State the number of lines in the records beneath that hold the word "tree", and add nothing.
(Task inputs)
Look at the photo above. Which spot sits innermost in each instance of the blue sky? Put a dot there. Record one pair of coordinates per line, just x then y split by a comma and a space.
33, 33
(End Task inputs)
(Task inputs)
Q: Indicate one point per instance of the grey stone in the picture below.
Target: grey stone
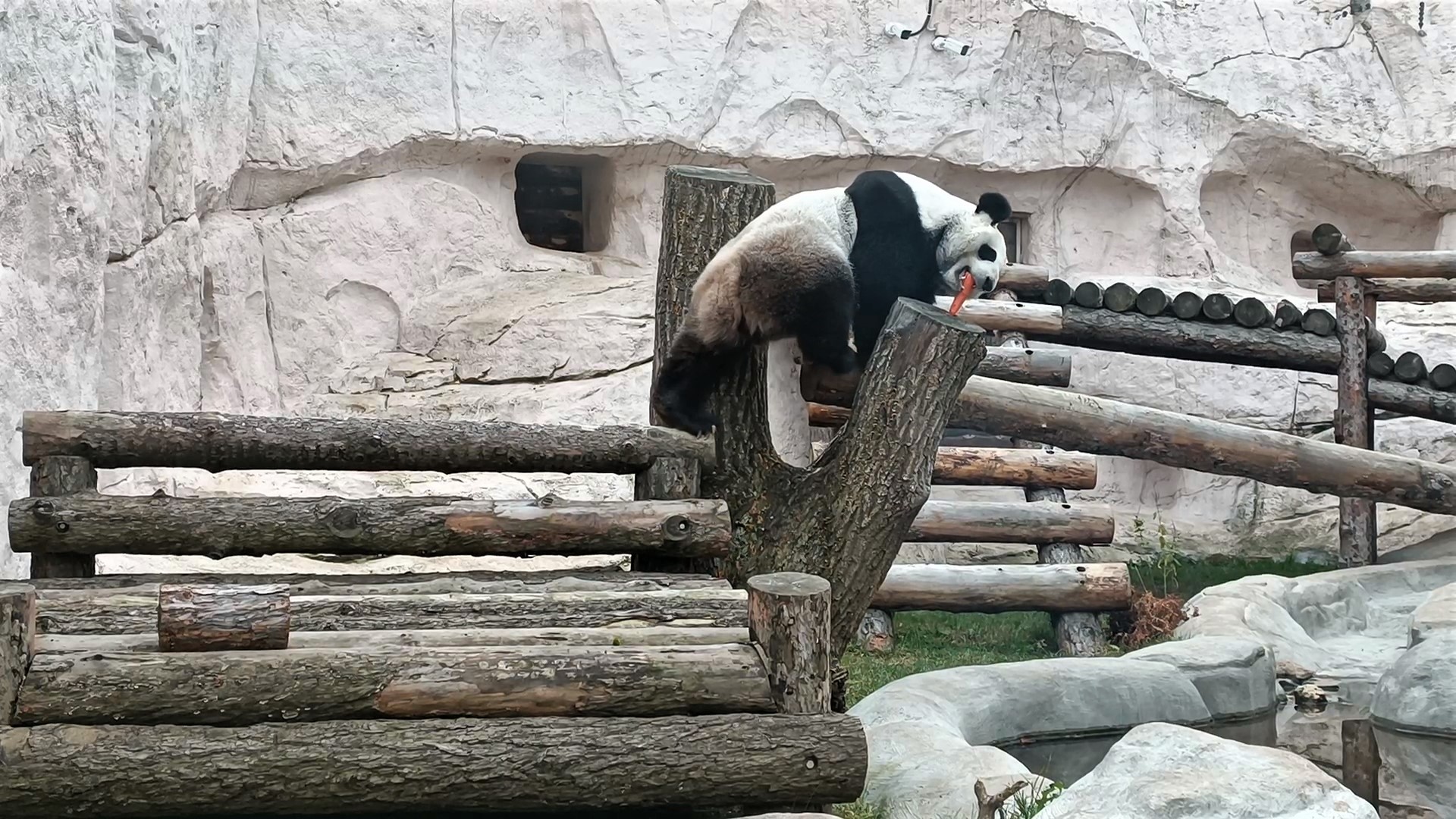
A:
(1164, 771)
(End Task inputs)
(Task inputs)
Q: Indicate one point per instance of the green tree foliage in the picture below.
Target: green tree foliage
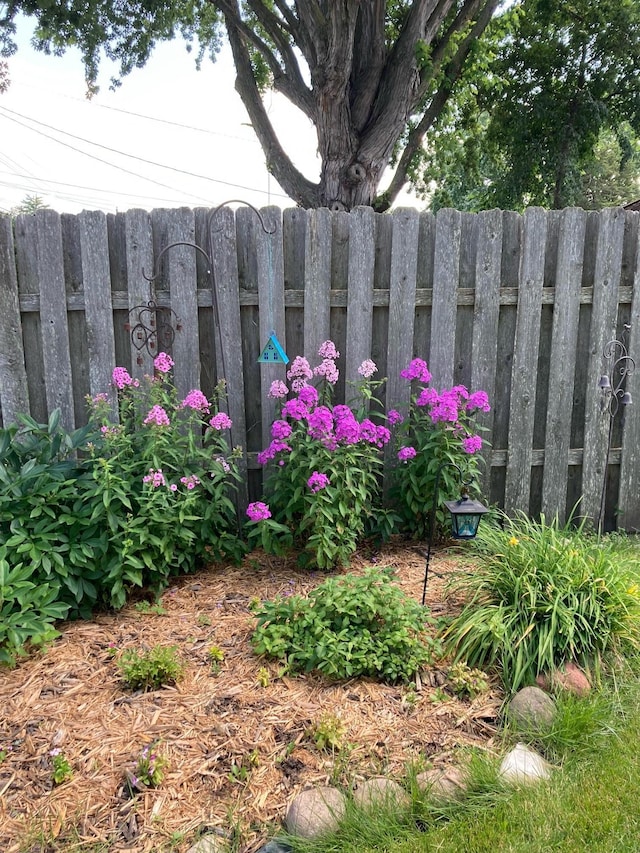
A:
(End Task inputs)
Completed task: 2